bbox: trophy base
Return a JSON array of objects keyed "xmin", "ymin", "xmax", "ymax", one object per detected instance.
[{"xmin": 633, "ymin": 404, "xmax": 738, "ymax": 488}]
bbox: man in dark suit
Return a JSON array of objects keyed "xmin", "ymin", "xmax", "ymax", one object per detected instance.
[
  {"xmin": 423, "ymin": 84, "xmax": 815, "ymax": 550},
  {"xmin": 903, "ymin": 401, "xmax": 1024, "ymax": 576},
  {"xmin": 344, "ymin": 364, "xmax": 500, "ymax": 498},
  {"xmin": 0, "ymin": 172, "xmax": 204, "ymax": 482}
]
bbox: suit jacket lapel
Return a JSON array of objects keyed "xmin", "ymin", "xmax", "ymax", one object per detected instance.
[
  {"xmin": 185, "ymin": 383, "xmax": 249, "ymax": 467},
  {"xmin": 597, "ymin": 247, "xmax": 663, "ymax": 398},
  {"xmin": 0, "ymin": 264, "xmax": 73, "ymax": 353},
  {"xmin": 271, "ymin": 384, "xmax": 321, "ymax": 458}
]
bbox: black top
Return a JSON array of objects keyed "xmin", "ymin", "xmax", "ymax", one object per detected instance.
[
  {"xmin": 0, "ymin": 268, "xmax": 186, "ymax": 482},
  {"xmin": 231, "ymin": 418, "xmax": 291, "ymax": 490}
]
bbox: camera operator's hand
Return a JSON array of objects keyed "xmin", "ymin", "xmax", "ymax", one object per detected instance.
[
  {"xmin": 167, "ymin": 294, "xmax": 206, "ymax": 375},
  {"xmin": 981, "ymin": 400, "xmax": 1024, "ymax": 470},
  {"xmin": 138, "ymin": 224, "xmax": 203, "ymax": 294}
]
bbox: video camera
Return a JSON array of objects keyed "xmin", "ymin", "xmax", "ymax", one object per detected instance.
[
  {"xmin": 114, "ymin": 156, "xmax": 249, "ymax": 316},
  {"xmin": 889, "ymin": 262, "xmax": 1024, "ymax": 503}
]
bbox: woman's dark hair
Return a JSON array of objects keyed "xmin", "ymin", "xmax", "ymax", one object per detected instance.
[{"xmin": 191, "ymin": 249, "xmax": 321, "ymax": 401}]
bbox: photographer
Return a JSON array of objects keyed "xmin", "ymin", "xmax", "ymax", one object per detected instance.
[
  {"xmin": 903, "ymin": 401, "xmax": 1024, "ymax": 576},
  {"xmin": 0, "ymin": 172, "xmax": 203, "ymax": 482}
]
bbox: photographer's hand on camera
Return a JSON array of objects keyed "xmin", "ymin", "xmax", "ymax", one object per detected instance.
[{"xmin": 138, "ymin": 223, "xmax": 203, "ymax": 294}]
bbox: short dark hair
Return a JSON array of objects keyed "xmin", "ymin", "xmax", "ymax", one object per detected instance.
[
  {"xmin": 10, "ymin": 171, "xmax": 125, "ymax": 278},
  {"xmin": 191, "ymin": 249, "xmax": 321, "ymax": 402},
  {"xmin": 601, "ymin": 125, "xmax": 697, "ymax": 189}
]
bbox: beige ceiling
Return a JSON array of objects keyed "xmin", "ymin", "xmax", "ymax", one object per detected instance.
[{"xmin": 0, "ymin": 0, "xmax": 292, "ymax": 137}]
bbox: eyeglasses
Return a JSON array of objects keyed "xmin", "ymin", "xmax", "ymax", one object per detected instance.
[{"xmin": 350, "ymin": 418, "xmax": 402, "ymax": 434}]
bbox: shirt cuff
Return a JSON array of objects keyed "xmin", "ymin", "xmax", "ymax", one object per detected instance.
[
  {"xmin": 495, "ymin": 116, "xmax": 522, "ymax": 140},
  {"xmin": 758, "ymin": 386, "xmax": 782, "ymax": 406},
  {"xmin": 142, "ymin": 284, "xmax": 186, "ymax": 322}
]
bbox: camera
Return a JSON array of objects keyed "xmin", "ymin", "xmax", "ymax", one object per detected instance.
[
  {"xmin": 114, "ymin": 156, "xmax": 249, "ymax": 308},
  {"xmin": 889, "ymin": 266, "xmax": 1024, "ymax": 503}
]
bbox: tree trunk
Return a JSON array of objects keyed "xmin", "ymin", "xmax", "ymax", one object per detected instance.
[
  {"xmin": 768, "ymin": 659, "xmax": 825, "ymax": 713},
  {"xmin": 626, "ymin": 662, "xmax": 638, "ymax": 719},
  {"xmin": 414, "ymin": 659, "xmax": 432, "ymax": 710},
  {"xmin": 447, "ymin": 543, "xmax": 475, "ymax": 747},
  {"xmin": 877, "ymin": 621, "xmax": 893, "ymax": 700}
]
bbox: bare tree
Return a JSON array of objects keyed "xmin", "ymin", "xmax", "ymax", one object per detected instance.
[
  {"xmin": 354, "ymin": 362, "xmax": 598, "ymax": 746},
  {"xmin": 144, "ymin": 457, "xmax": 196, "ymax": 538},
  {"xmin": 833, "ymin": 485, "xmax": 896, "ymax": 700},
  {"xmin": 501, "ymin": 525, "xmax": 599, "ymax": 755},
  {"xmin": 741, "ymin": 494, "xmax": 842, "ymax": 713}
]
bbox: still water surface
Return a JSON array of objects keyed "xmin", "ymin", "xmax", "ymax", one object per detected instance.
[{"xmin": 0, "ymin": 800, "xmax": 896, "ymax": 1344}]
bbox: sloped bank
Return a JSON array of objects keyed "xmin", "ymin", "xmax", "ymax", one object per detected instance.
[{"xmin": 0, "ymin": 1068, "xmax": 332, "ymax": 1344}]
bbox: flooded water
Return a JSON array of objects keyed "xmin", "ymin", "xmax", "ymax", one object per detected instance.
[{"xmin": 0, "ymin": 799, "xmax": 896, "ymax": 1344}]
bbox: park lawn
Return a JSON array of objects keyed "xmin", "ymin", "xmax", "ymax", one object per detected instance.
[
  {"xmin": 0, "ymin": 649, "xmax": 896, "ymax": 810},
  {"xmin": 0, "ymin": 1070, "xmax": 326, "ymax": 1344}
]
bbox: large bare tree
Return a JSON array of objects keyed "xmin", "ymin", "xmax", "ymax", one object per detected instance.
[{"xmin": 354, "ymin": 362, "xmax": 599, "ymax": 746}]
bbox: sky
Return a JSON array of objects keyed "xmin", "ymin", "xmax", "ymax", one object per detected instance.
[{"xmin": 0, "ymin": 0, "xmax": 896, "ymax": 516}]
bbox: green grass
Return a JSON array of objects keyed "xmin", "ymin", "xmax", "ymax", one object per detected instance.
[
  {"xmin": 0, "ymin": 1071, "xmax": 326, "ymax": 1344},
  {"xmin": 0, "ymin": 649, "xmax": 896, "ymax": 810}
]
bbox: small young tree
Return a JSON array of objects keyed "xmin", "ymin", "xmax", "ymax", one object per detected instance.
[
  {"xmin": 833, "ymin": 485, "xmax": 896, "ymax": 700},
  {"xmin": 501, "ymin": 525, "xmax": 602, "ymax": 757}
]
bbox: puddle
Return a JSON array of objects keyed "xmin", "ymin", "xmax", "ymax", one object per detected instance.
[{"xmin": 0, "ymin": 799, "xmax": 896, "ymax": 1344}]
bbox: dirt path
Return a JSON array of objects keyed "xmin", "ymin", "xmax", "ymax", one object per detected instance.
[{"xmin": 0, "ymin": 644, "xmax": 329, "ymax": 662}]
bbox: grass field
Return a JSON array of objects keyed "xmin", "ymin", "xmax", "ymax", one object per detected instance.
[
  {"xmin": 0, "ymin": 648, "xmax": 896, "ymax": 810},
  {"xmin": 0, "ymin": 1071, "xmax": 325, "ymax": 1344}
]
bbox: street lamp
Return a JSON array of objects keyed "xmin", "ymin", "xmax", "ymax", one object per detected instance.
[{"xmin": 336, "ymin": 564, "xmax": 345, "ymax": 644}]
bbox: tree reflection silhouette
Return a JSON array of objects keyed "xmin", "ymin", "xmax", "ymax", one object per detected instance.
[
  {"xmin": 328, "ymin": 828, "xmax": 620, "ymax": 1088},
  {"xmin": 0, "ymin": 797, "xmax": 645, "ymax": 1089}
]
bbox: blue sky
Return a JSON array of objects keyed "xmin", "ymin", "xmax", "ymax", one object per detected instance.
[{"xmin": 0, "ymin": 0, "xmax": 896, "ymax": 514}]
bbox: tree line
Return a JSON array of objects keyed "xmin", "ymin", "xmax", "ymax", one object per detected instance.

- Exercise objective -
Reproduce the entries above word for word, starting with the line that contains "bbox: dirt path" and going on through the last line of the entries.

- Correct result -
bbox: dirt path
Return a JSON array of objects keyed "xmin", "ymin", "xmax", "ymax", one object per detected instance.
[{"xmin": 0, "ymin": 644, "xmax": 329, "ymax": 662}]
bbox: grass field
Return a JSON array of objects keyed "xmin", "ymin", "xmax", "ymax", one object per detected instance.
[
  {"xmin": 0, "ymin": 648, "xmax": 896, "ymax": 810},
  {"xmin": 0, "ymin": 1071, "xmax": 325, "ymax": 1344}
]
bbox: street lamp
Return a JSON array of objects keyed "xmin", "ymin", "xmax", "ymax", one object per detected instance.
[{"xmin": 336, "ymin": 564, "xmax": 345, "ymax": 644}]
bbox: tree reflection silhouette
Return a JSON array of objects keyed "xmin", "ymin", "xmax", "ymax", one object per detected instance.
[
  {"xmin": 328, "ymin": 828, "xmax": 620, "ymax": 1088},
  {"xmin": 0, "ymin": 797, "xmax": 645, "ymax": 1089}
]
bbox: blue sky
Return a JSON array of objects keyed "xmin", "ymin", "xmax", "ymax", one object per detected instance.
[{"xmin": 0, "ymin": 0, "xmax": 896, "ymax": 514}]
bbox: tree line
Return a JSON array of objects keyed "xmin", "ymin", "xmax", "ymax", one object per detected instance.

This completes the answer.